ÉNONCÉ 1
Repérez, parmi les lignes ci-dessous, toutes celles qui contiennent le mot « light », puis recopiez-les intégralement.

TEXTE FOURNI
:::

Pour l’émission de RT On Contact, le linguiste Noam Chomsky revient sur l’évolution politique des États-Unis à partir de la transition vers le néolibéralisme et explique pourquoi le système américain prend des airs de totalitarisme.
Noam Chomsky est un penseur américain, fondateur de la linguistique générative et analyste politique. Il est professeur émérite de linguistique au Massachusetts Institute of Technology et auteur de nombreux ouvrages. Il est également militant politique et sympathisant du mouvement anarcho-syndicaliste.
RT : Il existe dix principes de concentration de la richesse et du pouvoir que vous avez définis dans votre livre Requiem pour le rêve américain. Le premier principe dont vous parlez est la « réduction de la démocratie ». Qu’entendez-vous par là ?
Noam Chomsky : Je dois d’abord dire que l’élaboration de ces dix principes est, vraiment, une contribution des éditeurs. Ils ont regroupé des heures et des heures d’entretiens et de discussions, qu’ils ont édités sous cette forme. La « réduction de la démocratie » signifie la marginalisation progressive de la population, la réduction du rôle de la population en général dans la prise de décision, dans l’opinion publique. C’est une conséquence attendue et prévisible de la transition vers les principes néolibéraux à partir des années 1970 et par la suite.
Il y a fondamentalement deux phases qu’on peut distinguer dans l’histoire socio-économique des États-Unis d’après-guerre. La première étape a été celle de ce qu’on appelle parfois le « capitalisme régulé » : le libéralisme intégré des années 50 et 60, une période de croissance très forte, une croissance égalitaire, quelques pas vers une plus grande justice sociale, une participation démocratique de la population. Il y a eu un véritable engagement de la population dans la vie publique. Tout cela a eu divers effets. Un de ces effets a été la réduction, la baisse du taux de profit, ce qui était problématique. Un autre effet a été que la population s’est retrouvée « trop » impliquée dans les affaires publiques.

:::

DONNÉES D'ENTRÉE

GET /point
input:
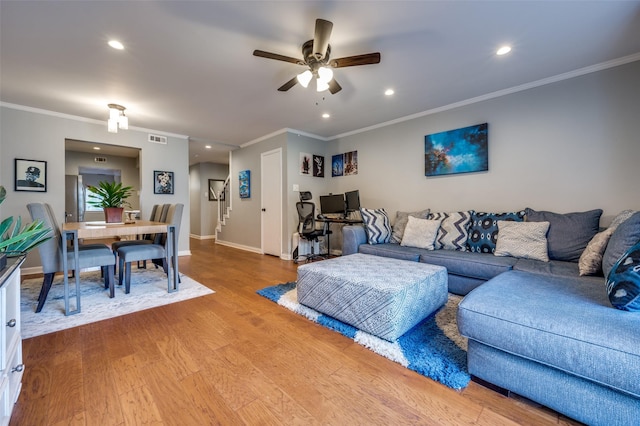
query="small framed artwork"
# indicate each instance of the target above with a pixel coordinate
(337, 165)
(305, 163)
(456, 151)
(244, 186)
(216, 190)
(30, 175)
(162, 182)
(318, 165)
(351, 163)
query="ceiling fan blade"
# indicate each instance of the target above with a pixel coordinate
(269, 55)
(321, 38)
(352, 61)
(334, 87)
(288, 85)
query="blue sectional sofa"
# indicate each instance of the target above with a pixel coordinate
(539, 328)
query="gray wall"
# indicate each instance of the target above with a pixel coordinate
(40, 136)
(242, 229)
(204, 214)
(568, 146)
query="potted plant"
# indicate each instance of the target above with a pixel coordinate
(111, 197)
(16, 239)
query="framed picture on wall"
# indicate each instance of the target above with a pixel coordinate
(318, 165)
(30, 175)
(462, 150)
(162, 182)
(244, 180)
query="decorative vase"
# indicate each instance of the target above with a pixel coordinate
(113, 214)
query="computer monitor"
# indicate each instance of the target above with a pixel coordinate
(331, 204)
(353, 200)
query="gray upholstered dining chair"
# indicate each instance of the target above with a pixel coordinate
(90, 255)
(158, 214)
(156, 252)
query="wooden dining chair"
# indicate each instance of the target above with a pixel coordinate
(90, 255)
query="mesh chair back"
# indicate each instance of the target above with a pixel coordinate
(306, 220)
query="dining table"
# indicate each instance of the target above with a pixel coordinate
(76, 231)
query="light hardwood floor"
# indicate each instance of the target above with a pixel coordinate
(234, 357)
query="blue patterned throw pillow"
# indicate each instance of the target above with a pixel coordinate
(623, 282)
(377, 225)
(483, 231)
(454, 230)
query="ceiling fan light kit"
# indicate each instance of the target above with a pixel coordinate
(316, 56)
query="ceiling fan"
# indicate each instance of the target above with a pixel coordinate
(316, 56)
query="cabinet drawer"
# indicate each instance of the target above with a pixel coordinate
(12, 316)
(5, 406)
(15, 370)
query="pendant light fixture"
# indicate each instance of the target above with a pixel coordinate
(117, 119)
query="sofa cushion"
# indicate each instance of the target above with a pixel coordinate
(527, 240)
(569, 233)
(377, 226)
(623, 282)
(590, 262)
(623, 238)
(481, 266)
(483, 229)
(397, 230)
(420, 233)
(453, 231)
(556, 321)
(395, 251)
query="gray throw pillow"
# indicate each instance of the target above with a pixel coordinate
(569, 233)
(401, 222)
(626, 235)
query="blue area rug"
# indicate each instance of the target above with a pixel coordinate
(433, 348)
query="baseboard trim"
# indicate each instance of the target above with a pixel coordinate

:::

ÉNONCÉ 2
Reprenez l'entretien avec Noam Chomsky sur l'évolution politique des États-Unis au point où il s'arrête, et poursuivez-en la rédaction.

RÉPONSE RÉDIGÉE 1
query="light hardwood floor"
query="ceiling fan light kit"
query="pendant light fixture"

RÉPONSE RÉDIGÉE 2
Ce que Samuel Huntington a qualifié d’« excès de démocratie », c’est cela ?
Un « excès de démocratie », oui. Deux publications très importantes ont vu le jour au début des années 1970 et toutes deux étaient consacrées à cette théorie. Elles étaient intéressantes, parce qu’elles représentaient deux extrémités du spectre politique mais sont essentiellement arrivées à la même conclusion avec, certes, des rhétoriques quelque peu différentes. L’une était le Mémorandum Powell, rédigé par un juriste d’entreprise travaillant pour des entreprises de tabac, devenu par la suite juge à la Cour suprême sous Richard Nixon. Son mémorandum était censé être confidentiel, mais il a fuité vers un groupe d’affaires de la Chambre de commerce des États-Unis. Sa rhétorique était tout à fait fascinante : il exprimait un point de vue, qui n’est pas rare au sein de ceux qui possèdent vraiment le monde et selon lequel le contrôle de ces derniers avait été très légèrement réduit. Et, comme pour un enfant de trois ans pourri gâté qui n’a pas eu sa friandise, cela signifiait que le monde touchait à sa fin. Vous devriez vraiment lire ce document pour en apprécier toute la signification.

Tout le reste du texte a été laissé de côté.